─── Texto extraído
Marcelo Camargo/Agência Brasil
Marcelo Camargo/Agência Brasil

Do domicílio
Segundo Carlos Roberto Gonçalves:

"A noção de domicílio é de grande importância no direito. Como as relações jurídicas se formam entre pessoas, é necessário que estas tenham um local, livremente escolhido ou determinado pela lei onde possam ser encontradas para responder por suas obrigações"[1].

Desse modo, o Código Civil prevê:

"Art. 70. O domicílio da pessoa natural é o lugar onde ela estabelece a sua residência com ânimo definitivo.
Art. 71. Se, porém, a pessoa natural tiver diversas residências, onde, alternadamente, viva, considerar-se-á domicílio seu qualquer delas.
Art. 72. É também domicílio da pessoa natural, quanto às relações concernentes à profissão, o lugar onde esta é exercida."

Assim, no âmbito civil, percebemos que existem dois domicílios para a pessoa natural: o residencial e o profissional. No primeiro caso, a pessoa tem que comprovar que efetivamente reside com ânimo definitivo na referida localidade e, no segundo, a pessoa tem que comprovar que trabalha em determinado lugar de forma não eventual.
──────
─── Dados extraídos
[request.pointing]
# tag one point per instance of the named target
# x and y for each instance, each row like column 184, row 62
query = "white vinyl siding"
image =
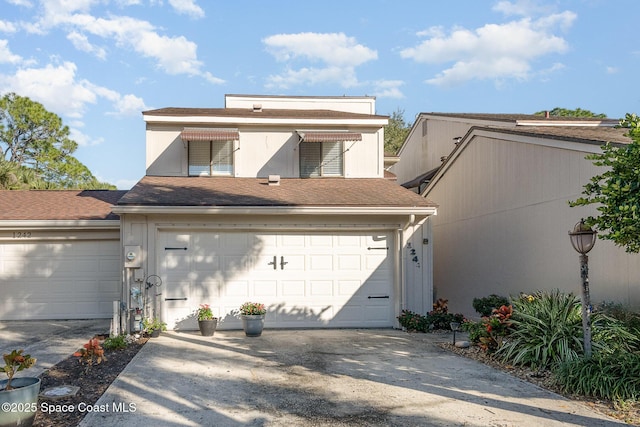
──────
─── Dados extraídos
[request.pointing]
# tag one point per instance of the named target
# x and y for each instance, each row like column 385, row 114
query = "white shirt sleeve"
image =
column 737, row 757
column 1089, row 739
──────
─── Dados extraídos
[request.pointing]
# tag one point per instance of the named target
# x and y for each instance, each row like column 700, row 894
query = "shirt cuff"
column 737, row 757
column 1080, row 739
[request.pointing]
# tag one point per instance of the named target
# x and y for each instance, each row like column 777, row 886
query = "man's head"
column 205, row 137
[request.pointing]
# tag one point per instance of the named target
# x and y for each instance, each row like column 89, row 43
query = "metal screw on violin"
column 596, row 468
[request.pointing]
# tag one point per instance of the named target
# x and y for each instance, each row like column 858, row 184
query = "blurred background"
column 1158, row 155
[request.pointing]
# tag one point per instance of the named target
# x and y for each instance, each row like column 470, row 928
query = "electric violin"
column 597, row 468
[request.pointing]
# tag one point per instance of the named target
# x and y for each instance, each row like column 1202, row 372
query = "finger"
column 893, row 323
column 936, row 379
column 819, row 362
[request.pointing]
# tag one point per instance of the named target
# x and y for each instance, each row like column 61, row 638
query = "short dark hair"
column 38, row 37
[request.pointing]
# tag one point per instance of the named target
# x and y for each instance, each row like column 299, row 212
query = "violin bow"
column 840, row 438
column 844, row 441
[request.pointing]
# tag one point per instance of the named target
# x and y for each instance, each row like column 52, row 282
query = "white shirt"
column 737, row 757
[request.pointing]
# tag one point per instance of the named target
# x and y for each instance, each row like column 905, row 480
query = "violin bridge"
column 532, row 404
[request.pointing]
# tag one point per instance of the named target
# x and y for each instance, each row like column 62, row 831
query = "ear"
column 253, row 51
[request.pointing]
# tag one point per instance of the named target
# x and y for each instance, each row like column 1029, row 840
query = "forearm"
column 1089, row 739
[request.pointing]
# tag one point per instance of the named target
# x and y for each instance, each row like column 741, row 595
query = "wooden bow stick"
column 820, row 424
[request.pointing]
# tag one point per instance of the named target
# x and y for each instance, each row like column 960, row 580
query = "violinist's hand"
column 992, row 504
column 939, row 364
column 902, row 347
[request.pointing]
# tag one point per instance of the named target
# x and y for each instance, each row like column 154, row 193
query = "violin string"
──────
• _Objetivo do exercício_:
Dê continuidade ao texto sobre domicílio, começando logo depois da última frase.

• _Resposta do exercício_:
No mais, a pessoa pode ter mais de um domicílio residencial e mais de um domicílio profissional, pois efetivamente pode passar alguns dias da semana morando em algum local e outros dias em outro; assim como pode trabalhar em mais de uma cidade. Além disso, o domicílio residencial da pessoa não precisa conciliar com os eu domicilio profissional, pois alguém pode residir em uma cidade e trabalhar em outra. Nesse sentido, afirma Carlos Roberto Gonçalves:

"Dessa forma, se uma pessoa, por exemplo, morar com sua família em São Paulo, tendo escritórios em cidades contíguas, como Santo André e Diadema, onde comparece em dias alternados, em qualquer desses três lugares poderá ser acionada".[2]

No nosso caso concreto, Moro era de Maringá (PR) e morava e trabalhava em Curitiba, mas queria se candidatar em São Paulo, onde nem residia nem trabalhava. Assim, seria possível alguém transferir o seu título eleitoral para um local no qual não tem nem domicílio residencial nem profissional? Seria possível especificamente a transferência do domicílio eleitoral de Moro para São Paulo?

É o que analisaremos no próximo tópico.

Do domicílio eleitoral e o caso Moro
De antemão, o Código eleitoral prevê o seguinte:

"Art. 1º Este Código contém normas destinadas a assegurar a organização e o exercício de direitos políticos precipuamente os de votar e ser votado.
Parágrafo único. O Tribunal Superior Eleitoral expedirá Instruções para sua fiel execução". (Grifos Nossos).

Assim, diante da autorização legal para expedir instruções eleitorais, o TSE editou a resolução 23.659/01 que dispõe o seguinte:

"Art. 23. Para fins de fixação do domicílio eleitoral no alistamento e na transferência, deverá ser comprovada a existência de vínculo residencial, afetivo, familiar, profissional, comunitário ou de outra natureza que justifique a escolha do município". (Grifos Nossos).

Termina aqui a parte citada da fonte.